TO DO – Can the data below be echoed back word for word?

>> BEGIN

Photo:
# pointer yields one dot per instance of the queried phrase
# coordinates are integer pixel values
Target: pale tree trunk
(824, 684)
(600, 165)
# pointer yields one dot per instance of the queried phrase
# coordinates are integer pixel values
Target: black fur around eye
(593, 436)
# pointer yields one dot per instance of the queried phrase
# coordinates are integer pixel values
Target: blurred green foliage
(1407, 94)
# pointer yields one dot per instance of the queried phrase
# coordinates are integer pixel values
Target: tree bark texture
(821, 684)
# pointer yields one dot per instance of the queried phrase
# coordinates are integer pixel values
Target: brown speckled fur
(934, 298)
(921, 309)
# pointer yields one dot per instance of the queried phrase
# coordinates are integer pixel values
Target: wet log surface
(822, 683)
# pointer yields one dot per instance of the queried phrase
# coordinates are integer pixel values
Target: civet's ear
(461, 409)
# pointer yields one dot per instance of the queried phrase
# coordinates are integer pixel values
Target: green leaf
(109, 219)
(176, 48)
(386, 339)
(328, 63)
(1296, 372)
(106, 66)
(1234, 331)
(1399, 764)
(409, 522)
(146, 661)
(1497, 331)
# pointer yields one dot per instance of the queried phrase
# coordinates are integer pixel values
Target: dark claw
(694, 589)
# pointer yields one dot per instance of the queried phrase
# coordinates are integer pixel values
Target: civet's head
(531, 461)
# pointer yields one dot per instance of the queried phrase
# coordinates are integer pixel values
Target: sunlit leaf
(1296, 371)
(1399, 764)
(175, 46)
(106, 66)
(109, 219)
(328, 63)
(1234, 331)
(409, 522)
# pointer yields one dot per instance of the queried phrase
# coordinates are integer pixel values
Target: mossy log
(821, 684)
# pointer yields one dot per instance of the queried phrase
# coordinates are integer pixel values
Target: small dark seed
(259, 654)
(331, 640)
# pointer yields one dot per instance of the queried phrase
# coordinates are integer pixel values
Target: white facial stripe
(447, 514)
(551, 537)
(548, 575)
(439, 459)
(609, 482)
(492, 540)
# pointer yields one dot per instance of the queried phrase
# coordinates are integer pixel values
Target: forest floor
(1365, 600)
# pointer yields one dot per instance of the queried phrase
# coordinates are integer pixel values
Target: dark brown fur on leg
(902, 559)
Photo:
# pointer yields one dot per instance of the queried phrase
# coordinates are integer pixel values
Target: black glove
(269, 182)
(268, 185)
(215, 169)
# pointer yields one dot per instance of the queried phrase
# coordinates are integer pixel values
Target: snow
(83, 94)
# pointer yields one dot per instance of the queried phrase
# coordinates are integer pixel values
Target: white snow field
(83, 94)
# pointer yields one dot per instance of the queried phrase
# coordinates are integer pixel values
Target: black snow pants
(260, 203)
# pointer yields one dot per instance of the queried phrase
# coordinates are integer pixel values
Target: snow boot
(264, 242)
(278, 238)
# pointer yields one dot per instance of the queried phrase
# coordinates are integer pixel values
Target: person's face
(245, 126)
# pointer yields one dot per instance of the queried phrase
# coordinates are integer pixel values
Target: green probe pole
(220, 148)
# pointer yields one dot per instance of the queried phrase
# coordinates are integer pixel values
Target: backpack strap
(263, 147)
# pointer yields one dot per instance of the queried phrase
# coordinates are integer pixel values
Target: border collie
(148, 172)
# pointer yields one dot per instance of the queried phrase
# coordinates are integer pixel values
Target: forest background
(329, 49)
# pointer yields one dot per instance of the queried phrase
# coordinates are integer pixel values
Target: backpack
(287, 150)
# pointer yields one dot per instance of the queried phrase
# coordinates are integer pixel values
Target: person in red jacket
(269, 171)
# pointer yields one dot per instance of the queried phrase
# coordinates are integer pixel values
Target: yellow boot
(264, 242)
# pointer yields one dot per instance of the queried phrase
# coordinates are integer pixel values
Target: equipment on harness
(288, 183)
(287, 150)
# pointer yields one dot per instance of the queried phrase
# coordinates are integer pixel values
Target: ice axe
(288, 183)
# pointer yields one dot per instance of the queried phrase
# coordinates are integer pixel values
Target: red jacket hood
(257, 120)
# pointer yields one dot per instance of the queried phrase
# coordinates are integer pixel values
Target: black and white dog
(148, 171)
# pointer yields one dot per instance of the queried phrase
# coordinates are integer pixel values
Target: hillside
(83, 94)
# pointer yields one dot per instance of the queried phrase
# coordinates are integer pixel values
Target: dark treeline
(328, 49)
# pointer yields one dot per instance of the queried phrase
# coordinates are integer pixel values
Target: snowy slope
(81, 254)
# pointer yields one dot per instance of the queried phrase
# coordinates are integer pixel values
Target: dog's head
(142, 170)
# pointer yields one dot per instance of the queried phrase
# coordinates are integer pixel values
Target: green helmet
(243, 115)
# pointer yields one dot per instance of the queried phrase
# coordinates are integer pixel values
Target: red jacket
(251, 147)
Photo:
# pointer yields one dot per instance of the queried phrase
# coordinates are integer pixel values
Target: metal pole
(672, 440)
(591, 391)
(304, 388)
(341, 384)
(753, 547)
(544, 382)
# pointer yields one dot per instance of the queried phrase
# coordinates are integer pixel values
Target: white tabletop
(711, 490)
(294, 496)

>> END

FINISHED TASK –
Photo:
# pointer yields one dot per instance of the queried phrase
# coordinates are integer pixel values
Target: pale tree trunk
(824, 684)
(600, 165)
# pointer yields one dot per instance of the queried phrase
# coordinates are integer pixel values
Target: black fur around eye
(593, 436)
# pointer yields one dot per instance of the queried phrase
# coordinates are integer pixel values
Target: blurred green foliage
(1407, 94)
# pointer yields one dot per instance of the queried phrase
# coordinates are integer pixel values
Target: tree bark texture
(821, 684)
# pointer yields one dot per instance of the queried phrase
# coordinates are integer pixel values
Target: brown speckled fur
(934, 298)
(921, 309)
# pointer yields one dot per instance of the queried phrase
# coordinates are integer pixel values
Target: wet log surface
(822, 683)
# pointer yields one dot per instance of the queried phrase
# coordinates are integer pixel values
Target: civet's ear
(461, 409)
# pointer yields one dot per instance of the queried phrase
# coordinates are integer pixel values
Target: green leaf
(109, 219)
(176, 48)
(386, 339)
(328, 63)
(1296, 372)
(106, 66)
(1234, 331)
(1399, 764)
(409, 522)
(146, 661)
(1497, 331)
# pointer yields one dot per instance of the queried phrase
# coordinates are integer pixel values
Target: dark claw
(694, 589)
# pointer yields one dot per instance of the queried phrase
# coordinates are integer pixel values
Target: civet's head
(531, 461)
# pointer yields one dot per instance of the queried phrase
# coordinates are integer pixel values
Target: sunlit leaf
(1296, 371)
(1399, 764)
(175, 46)
(106, 66)
(109, 219)
(328, 63)
(1234, 331)
(409, 522)
# pointer yields one dot per instance of the queried phrase
# coordinates are integer pixel values
Target: mossy log
(821, 684)
# pointer yields one dot per instance of the queried phrase
# coordinates are integer pixel values
Target: small dark seed
(259, 654)
(331, 640)
# pointer yields one dot per instance of the queried phrase
# coordinates are integer pixel values
Target: white facial stripe
(447, 514)
(551, 537)
(548, 575)
(439, 459)
(609, 482)
(492, 540)
# pointer yields one dot per instance of the queried phrase
# coordinates are integer pixel values
Target: forest floor
(1365, 600)
# pointer yields one dot per instance of the queried phrase
# coordinates are integer pixel values
Target: dark brown fur on leg
(902, 559)
Photo:
# pointer yields one dot per instance of the queried phrase
# coordinates are integer pixel values
Target: black glove
(269, 182)
(268, 185)
(215, 169)
# pointer yields one dot per instance of the queried phrase
# coordinates are integer pixel values
Target: snow
(83, 94)
# pointer yields one dot per instance of the queried phrase
# coordinates are integer pixel values
Target: white snow field
(83, 94)
# pointer yields one dot per instance of the queried phrase
# coordinates are integer pixel values
Target: black snow pants
(260, 203)
# pointer yields one dot per instance of the queried phrase
# coordinates are integer pixel values
Target: snow boot
(264, 242)
(278, 238)
# pointer yields one dot per instance of the queried phrase
# coordinates are integer pixel values
Target: person's face
(245, 126)
# pointer yields one dot per instance of the queried phrase
# coordinates are integer pixel values
Target: green probe pole
(220, 148)
# pointer yields one dot per instance of the queried phrase
# coordinates are integer pixel values
Target: backpack strap
(263, 147)
# pointer yields one dot per instance of the queried phrase
# coordinates are integer pixel values
Target: border collie
(148, 172)
# pointer yields one dot per instance of the queried phrase
# coordinates are integer pixel values
Target: forest background
(329, 49)
# pointer yields one dot per instance of the queried phrase
# coordinates are integer pixel values
Target: backpack
(287, 150)
# pointer yields one dot per instance of the queried phrase
# coordinates are integer pixel values
Target: person in red jacket
(269, 171)
# pointer yields one dot per instance of the queried phrase
# coordinates are integer pixel values
Target: yellow boot
(264, 242)
# pointer yields one dot per instance of the queried phrase
# coordinates are integer pixel values
Target: equipment on harness
(288, 183)
(287, 150)
# pointer yields one dot per instance of the queried phrase
# coordinates are integer pixel values
Target: ice axe
(288, 183)
# pointer yields one dot per instance of the queried phrase
# coordinates are integer pixel values
Target: red jacket hood
(257, 120)
# pointer yields one dot per instance of the queried phrase
# coordinates are integer pixel values
Target: black and white dog
(148, 171)
# pointer yields one dot per instance of the queried phrase
# coordinates are integer pixel values
Target: hillside
(83, 94)
# pointer yields one dot per instance of the queried phrase
# coordinates are integer pixel values
Target: dark treeline
(328, 49)
# pointer yields one dot per instance of the queried phrase
# coordinates are integer pixel values
Target: snowy slope
(81, 254)
# pointer yields one dot per instance of the queried phrase
# coordinates are integer pixel values
Target: dog's head
(142, 170)
# pointer yields one dot per instance of the queried phrase
# coordinates are integer pixel values
Target: green helmet
(243, 115)
# pointer yields one dot per instance of the queried phrase
# coordinates are integer pixel values
Target: red jacket
(251, 147)
Photo:
# pointer yields one dot per instance of the queried phrase
# coordinates are integer pixel values
Target: metal pole
(672, 440)
(591, 391)
(304, 388)
(341, 384)
(753, 547)
(544, 382)
# pointer yields one dot per instance of the queried phrase
# coordinates are integer pixel values
Target: white tabletop
(711, 490)
(294, 496)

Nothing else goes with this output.